I turn now to the Mandate for Leadership’s chapter on the Treasury Department, authored by William L. Walton, Stephen Moore, and David R. Burton. It contains conservative recommendations for federal fiscal policy, especially tax policy.
The Biden administration’s “woke agenda”
The chapter begins with a condemnation of President Biden’s fiscal policies:
The Biden Administration Treasury Department has failed badly in achieving every one of the agency’s core objectives. The financial affairs of the nation have seldom been in worse condition, with the national debt expanding by more than $4 trillion in Biden’s first two years in office. No President in modern times—perhaps ever—has been more fiscally reckless than has the Biden Administration.
The chapter does not mention that the Trump administration outdid Biden by adding over $8 trillion to the national debt. And while it places the blame for inflation squarely on Biden, it gives him no credit for the best record on job creation and low unemployment since the 1960s.
The authors attribute the Treasury Department’s failure to achieve its core objectives to the administration’s “woke agenda.” They cite Secretary Janet Yellen’s introduction to the department’s strategic plan:
We will have to address the structural problems that have plagued our economy for decades: the decline in labor force participation, income and racial inequality, and serious underinvestment in crucial public goods like childcare, education, and physical infrastructure. And then there are rising challenges, like climate change, which, left unchecked, will undermine every aspect of our economy from supply chains to the financial system.
The authors object to including goals like social equality, human capital development, and cleaner energy in fiscal policy. They want the next administration to limit its concerns to the “core missions of promoting economic growth, prosperity, and economic stability.” They do not see the relevance of the administration’s broader goals to the core missions, which points to a fundamental philosophical difference between Republicans and Democrats.

OBJECTIVE 1: Reproduce the rows exactly, starting with the first line of the rows and going on through the line that contains "x=301, y=549".

PROVIDED ENTRIES:
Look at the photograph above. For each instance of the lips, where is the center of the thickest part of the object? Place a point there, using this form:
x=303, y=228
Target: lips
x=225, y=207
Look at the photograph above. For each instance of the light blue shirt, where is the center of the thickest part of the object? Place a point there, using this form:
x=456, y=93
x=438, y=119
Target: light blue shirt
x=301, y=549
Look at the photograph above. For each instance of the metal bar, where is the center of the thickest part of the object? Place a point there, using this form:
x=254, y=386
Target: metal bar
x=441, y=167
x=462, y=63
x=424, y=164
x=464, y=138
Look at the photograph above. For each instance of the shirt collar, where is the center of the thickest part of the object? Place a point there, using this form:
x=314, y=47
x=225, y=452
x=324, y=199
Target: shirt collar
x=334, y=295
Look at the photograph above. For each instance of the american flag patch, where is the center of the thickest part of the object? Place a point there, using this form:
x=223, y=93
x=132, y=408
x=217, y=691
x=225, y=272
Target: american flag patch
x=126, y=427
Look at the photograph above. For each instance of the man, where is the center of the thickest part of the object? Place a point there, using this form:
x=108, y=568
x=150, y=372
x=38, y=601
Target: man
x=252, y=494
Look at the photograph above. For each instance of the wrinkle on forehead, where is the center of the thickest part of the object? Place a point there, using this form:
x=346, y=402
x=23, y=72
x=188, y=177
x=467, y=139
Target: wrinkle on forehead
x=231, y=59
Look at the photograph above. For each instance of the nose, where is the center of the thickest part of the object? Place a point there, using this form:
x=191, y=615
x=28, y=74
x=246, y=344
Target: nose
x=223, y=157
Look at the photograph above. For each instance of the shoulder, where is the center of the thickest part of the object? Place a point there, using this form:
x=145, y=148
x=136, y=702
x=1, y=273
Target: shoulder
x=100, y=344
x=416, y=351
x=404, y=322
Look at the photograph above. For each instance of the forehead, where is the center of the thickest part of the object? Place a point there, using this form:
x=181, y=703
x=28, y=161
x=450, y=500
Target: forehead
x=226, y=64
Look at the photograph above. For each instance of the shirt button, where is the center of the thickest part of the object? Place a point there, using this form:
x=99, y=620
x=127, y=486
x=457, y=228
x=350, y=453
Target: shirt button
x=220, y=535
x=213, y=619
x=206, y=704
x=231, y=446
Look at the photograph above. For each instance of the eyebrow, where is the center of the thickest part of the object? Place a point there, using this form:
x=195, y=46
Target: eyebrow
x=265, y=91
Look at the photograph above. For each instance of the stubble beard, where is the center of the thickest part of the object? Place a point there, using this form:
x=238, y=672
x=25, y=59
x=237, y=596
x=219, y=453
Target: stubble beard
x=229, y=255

OBJECTIVE 2:
Answer these from the commentary on the Treasury chapter:
(a) Who wrote the chapter?
(b) By how much does the quoted passage say the national debt grew in Biden's first two years in office?
(c) To which core missions do the authors want the next administration to limit its concerns?

FINAL RESULT 1:
Look at the photograph above. For each instance of the lips, where is the center of the thickest part of the object? Place a point there, using this form:
x=303, y=228
Target: lips
x=225, y=207
Look at the photograph above. For each instance of the light blue shirt, where is the center of the thickest part of the object? Place a point there, using this form:
x=456, y=93
x=438, y=119
Target: light blue shirt
x=301, y=549

FINAL RESULT 2:
(a) William L. Walton, Stephen Moore, and David R. Burton
(b) More than $4 trillion
(c) Promoting economic growth, prosperity, and economic stability